Friday, September 06, 2019

Working with AWR: Old Statistics and Costs in Current Execution Plans

This is a blog about a little trap, into which it is easy to fall when analysing performance problems using ASH data and execution plans from AWR.
I will illustrate it with a real example taken from a production PeopleSoft system. A number of sessions were waiting on blocking locks.  I used ASH data to find statements running while holding a blocking lock.  That led me to a particular SQL ID and plan have value.
------------- ------------------- ----------
5st32un4a2y92          2494504609      10670
652mx4tffq415          1888029394       7030
artqgxug4z0f1             8450529        580
7qxdrwcn4yzhh          3723363341        270
So, I used DBMS_XPLAN.DISPLAY_AWR to extract the execution plan from the AWR repository.
SELECT * FROM table(dbms_xplan.display_awr('5st32un4a2y92',2494504609,NULL,'ADVANCED'));
I can see the statement, the execution plan, the costs of each operation in the plan, and the value of the bind variable. This is a statement that has consumed a lot of execution time, it isn't executing that frequently, yet the cost of the statement is quite low (only 22). That, in itself, does not mean there is a problem here, but it is perhaps a suggestion of an inconsistency.

Lines on locating named things:
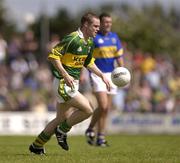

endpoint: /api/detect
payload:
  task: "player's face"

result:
[101,17,112,33]
[87,18,100,37]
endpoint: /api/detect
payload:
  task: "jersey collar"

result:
[78,28,84,38]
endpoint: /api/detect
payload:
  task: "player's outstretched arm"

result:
[49,58,74,89]
[87,64,111,90]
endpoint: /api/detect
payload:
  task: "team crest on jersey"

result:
[77,46,82,52]
[111,38,116,44]
[98,38,104,44]
[88,46,91,53]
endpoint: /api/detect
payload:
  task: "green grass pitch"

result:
[0,135,180,163]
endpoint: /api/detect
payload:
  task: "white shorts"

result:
[90,72,118,94]
[53,78,79,103]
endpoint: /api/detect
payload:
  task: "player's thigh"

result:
[56,103,72,120]
[67,93,93,114]
[95,92,109,110]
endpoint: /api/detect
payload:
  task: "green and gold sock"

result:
[59,120,71,133]
[33,131,51,147]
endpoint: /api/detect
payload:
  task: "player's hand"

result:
[102,74,111,91]
[63,74,74,90]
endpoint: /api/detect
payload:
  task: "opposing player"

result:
[29,13,110,154]
[85,13,124,147]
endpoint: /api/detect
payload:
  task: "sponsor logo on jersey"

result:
[98,38,104,44]
[77,46,82,52]
[111,38,116,44]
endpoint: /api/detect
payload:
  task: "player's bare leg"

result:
[55,93,93,150]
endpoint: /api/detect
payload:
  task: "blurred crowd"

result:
[0,31,180,113]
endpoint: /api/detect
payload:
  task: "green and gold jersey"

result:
[48,29,94,79]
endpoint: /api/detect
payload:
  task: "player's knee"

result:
[100,107,108,114]
[86,108,93,117]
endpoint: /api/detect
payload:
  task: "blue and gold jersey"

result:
[93,32,123,72]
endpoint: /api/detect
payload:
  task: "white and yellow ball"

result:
[111,67,131,87]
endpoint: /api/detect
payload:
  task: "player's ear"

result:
[84,22,89,28]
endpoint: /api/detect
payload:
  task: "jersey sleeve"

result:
[48,35,72,59]
[116,35,124,57]
[84,40,95,67]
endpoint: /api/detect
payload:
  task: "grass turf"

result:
[0,135,180,163]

■ Set exercise
Translate this sentence from the AWR blog post into Spanish: "So, I used DBMS_XPLAN.DISPLAY_AWR to extract the execution plan from the AWR repository."

■ Result of the exercise
Así que usé DBMS_XPLAN.DISPLAY_AWR para extraer el plan de ejecución del repositorio de AWR.